Which lines in the rows below contain the string "blonde"? Collect every one of them and copy each in full.

-- begin --

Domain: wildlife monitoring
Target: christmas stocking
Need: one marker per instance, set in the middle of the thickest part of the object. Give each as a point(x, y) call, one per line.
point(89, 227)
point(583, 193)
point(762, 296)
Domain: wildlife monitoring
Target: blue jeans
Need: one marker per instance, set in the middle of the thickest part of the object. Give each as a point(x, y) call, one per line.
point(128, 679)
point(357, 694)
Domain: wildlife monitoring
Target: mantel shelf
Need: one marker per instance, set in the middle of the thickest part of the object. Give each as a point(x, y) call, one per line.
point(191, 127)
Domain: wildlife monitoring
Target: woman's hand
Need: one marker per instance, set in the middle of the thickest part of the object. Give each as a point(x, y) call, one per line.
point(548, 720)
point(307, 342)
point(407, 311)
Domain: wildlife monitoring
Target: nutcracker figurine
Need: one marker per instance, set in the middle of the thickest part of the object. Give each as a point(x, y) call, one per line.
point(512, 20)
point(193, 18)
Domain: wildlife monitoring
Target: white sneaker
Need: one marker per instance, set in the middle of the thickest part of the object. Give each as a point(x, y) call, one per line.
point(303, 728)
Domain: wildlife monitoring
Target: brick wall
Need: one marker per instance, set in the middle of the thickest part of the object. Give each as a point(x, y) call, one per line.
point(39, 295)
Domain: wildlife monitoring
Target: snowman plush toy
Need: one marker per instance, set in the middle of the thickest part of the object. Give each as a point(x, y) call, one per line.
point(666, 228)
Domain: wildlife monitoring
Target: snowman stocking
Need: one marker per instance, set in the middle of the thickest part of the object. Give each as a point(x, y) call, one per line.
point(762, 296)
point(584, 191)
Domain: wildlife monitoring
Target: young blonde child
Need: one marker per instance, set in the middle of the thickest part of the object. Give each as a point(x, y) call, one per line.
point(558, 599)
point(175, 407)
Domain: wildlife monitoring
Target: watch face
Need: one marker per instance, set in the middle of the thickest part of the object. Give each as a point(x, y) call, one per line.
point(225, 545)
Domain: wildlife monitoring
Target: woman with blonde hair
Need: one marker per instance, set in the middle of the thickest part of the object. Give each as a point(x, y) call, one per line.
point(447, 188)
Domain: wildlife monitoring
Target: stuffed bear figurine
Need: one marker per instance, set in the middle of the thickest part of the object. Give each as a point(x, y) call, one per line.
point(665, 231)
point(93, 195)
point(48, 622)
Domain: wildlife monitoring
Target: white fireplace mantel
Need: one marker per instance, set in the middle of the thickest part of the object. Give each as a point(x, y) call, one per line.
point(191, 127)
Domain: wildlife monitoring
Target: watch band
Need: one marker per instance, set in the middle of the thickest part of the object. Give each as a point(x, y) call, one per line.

-- end --

THE COMPLETED TASK:
Target: young blonde child
Target: woman with blonde hair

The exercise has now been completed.